# [CONSEGNA]
Trova nei dati qui sotto ogni riga che contiene la stringa "ripple" e ricopiala, distinguendo tra maiuscole e minuscole.

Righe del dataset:
↓
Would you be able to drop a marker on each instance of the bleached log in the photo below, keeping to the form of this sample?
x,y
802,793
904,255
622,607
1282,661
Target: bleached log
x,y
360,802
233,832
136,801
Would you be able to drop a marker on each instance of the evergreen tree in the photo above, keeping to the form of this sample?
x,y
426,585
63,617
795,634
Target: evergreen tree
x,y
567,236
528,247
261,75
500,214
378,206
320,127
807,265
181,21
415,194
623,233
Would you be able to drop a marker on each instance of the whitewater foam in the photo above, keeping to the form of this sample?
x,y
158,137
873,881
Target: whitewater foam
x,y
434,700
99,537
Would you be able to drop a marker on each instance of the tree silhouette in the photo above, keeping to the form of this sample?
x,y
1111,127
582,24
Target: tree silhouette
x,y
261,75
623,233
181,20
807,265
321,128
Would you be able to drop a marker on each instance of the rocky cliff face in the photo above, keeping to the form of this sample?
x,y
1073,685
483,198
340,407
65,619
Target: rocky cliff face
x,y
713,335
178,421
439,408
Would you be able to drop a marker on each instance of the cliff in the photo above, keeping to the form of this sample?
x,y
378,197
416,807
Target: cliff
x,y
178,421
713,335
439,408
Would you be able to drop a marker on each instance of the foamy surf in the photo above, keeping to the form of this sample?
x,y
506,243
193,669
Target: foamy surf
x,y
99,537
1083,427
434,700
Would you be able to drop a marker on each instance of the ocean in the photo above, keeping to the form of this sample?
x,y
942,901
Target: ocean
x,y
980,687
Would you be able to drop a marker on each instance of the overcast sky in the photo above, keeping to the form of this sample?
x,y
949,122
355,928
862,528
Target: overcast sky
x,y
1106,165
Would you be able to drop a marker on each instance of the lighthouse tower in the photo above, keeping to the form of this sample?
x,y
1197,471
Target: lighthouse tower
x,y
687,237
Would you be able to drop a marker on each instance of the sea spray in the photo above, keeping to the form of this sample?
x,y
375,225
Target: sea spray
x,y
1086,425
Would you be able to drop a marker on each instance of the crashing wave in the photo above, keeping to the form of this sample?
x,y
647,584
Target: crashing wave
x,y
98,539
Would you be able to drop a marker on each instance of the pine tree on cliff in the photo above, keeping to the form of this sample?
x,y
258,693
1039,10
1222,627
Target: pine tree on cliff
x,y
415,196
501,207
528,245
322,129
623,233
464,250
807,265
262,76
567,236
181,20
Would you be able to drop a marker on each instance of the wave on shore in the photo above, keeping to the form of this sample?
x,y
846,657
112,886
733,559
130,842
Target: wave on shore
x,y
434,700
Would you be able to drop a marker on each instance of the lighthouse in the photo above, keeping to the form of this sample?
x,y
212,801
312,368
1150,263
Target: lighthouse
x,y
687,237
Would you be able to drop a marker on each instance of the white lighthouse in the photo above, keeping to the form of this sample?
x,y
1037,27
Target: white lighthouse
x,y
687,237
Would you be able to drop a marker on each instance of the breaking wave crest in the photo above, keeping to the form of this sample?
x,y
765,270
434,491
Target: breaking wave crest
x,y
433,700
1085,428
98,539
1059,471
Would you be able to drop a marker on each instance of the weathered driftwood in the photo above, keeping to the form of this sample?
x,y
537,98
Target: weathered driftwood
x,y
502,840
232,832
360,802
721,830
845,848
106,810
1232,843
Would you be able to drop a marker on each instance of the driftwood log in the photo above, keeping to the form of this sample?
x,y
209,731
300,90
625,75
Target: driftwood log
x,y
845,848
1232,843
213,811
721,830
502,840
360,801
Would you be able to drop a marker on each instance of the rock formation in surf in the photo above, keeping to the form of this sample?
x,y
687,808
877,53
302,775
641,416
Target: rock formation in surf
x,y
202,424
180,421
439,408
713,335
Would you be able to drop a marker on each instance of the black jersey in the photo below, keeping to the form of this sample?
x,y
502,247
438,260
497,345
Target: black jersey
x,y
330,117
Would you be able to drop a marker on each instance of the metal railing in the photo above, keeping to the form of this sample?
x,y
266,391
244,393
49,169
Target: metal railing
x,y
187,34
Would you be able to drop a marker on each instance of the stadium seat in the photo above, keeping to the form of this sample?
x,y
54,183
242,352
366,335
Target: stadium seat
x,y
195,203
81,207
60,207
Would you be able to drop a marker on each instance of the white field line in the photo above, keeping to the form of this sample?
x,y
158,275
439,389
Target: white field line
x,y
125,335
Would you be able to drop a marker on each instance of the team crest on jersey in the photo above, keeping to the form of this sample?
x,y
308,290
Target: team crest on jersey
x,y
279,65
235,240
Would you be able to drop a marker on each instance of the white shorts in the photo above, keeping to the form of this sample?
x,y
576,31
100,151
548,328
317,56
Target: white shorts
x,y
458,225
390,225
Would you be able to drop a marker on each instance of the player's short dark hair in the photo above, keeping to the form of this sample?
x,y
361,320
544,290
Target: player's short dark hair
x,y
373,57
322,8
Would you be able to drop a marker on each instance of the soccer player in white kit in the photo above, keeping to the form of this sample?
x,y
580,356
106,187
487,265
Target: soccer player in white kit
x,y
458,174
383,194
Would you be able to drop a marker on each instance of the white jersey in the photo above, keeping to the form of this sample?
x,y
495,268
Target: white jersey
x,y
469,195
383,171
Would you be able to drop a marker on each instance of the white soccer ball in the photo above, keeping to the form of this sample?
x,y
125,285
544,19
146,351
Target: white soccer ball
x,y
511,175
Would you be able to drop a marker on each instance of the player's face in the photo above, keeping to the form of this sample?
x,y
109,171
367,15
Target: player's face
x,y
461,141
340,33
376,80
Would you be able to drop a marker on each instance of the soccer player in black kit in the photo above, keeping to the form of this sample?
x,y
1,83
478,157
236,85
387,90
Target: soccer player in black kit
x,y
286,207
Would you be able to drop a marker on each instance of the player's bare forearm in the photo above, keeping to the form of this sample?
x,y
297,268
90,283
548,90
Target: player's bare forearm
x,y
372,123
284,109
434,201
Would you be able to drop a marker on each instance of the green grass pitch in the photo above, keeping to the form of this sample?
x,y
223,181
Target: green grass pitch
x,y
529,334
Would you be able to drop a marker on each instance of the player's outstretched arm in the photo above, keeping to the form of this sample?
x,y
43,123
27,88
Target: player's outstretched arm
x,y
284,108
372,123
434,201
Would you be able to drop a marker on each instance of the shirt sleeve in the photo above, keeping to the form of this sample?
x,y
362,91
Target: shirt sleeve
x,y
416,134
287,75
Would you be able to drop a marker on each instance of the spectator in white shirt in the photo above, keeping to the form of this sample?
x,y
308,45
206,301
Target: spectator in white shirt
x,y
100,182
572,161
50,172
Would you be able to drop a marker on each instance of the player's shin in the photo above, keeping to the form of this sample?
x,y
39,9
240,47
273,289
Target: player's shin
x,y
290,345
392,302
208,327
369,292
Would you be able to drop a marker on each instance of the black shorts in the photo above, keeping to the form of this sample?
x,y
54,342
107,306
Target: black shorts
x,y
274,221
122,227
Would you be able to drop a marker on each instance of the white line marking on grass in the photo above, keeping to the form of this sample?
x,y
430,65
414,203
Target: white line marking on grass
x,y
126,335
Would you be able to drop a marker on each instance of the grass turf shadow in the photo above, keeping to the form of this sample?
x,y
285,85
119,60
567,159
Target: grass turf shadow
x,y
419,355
↑
↓
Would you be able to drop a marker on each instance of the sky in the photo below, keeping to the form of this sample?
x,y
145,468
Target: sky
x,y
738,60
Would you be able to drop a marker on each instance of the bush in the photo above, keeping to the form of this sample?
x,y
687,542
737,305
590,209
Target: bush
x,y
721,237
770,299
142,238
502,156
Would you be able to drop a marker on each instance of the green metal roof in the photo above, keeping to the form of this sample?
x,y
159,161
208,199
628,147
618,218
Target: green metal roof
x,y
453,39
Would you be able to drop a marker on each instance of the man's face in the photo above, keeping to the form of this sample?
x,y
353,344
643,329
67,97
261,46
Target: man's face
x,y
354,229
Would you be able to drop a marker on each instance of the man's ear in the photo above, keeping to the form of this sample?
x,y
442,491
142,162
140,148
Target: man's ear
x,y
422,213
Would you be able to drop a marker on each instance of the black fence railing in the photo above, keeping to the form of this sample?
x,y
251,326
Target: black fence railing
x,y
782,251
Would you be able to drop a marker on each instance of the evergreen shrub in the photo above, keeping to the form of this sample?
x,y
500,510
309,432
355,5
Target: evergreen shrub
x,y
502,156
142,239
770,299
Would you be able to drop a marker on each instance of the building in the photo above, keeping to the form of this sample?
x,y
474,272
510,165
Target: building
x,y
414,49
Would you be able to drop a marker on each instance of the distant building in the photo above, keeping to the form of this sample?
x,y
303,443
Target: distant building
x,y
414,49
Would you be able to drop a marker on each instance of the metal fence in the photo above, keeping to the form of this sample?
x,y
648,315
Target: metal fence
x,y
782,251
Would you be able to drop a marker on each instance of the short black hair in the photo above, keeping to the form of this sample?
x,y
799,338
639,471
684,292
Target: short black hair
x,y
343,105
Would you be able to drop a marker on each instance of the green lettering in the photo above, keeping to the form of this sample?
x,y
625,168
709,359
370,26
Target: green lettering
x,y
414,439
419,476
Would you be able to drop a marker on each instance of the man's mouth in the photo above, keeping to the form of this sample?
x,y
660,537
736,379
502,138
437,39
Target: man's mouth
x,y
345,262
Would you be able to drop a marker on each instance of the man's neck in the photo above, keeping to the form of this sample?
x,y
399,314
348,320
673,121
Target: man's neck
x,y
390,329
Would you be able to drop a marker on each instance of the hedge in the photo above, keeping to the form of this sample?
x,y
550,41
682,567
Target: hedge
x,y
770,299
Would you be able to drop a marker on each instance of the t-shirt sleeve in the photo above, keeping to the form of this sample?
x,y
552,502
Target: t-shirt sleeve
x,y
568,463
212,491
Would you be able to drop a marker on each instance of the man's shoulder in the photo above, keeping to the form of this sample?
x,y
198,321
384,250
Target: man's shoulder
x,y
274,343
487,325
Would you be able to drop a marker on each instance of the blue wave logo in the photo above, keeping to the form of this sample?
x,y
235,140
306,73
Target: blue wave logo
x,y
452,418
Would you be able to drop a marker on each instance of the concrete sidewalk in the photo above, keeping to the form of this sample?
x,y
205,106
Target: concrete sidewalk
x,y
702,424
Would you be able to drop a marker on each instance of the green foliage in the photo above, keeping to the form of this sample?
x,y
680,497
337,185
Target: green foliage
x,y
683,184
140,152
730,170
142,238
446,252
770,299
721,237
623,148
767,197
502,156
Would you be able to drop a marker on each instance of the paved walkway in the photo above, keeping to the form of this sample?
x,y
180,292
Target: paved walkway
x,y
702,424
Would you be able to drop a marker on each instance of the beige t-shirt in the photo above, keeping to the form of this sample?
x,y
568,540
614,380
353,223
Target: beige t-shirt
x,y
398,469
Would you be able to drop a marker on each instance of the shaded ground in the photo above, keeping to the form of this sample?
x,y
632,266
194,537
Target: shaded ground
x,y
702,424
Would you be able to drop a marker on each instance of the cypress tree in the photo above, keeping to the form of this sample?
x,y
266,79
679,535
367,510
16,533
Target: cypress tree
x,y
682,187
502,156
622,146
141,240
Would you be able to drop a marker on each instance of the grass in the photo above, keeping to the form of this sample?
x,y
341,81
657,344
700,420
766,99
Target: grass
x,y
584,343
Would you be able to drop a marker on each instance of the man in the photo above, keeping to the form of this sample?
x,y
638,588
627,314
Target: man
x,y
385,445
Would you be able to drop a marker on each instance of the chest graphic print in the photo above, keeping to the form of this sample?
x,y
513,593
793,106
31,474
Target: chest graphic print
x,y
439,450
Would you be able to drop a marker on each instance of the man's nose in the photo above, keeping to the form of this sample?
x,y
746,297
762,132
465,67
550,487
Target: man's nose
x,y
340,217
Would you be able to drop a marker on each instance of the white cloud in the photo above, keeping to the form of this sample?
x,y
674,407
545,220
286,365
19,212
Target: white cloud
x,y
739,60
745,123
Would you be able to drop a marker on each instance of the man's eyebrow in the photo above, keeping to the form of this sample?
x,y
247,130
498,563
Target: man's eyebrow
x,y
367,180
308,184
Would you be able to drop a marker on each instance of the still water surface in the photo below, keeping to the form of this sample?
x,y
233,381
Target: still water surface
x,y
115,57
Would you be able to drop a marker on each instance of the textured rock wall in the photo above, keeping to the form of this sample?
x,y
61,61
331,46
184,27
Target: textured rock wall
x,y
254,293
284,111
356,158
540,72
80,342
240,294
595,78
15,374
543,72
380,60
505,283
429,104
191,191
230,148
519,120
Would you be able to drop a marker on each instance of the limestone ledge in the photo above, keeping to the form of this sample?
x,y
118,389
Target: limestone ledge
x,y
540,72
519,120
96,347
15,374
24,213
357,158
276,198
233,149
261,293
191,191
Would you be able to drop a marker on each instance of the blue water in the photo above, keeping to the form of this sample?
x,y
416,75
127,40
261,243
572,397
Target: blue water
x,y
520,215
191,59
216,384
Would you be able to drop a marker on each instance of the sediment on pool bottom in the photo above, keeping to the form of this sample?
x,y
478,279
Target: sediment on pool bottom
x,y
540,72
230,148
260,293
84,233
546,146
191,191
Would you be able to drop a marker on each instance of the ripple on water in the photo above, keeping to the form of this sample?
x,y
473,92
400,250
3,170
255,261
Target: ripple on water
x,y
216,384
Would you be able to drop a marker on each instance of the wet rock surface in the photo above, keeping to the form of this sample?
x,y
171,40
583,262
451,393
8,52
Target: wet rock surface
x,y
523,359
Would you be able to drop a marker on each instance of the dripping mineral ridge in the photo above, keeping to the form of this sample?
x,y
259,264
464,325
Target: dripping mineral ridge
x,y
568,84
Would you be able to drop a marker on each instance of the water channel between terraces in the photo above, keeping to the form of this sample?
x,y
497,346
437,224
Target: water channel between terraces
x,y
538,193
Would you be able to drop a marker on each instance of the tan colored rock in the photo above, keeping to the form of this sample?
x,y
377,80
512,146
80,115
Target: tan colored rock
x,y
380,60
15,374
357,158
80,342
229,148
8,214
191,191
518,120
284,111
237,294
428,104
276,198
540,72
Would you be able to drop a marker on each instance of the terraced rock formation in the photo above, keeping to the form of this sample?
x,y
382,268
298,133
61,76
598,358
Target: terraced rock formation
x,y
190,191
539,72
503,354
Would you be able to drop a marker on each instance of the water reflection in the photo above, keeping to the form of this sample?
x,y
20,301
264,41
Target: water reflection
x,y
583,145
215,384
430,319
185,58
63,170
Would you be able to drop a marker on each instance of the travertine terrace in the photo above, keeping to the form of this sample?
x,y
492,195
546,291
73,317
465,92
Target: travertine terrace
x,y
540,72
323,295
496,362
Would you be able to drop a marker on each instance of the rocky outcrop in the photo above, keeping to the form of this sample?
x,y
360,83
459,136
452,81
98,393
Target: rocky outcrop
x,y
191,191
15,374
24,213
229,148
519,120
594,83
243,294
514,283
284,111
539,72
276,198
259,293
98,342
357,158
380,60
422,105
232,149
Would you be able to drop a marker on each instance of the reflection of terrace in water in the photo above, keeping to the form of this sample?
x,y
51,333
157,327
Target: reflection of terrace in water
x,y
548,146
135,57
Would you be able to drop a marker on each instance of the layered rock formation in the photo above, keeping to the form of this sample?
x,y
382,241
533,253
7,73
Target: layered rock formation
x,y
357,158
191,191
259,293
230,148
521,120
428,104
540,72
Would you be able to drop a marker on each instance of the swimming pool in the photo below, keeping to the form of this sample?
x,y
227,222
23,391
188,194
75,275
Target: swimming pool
↑
# [RISULTATO]
Would you be able to drop a marker on each instance of the ripple on water in the photo above, keeping to the form of this sample?
Target: ripple on water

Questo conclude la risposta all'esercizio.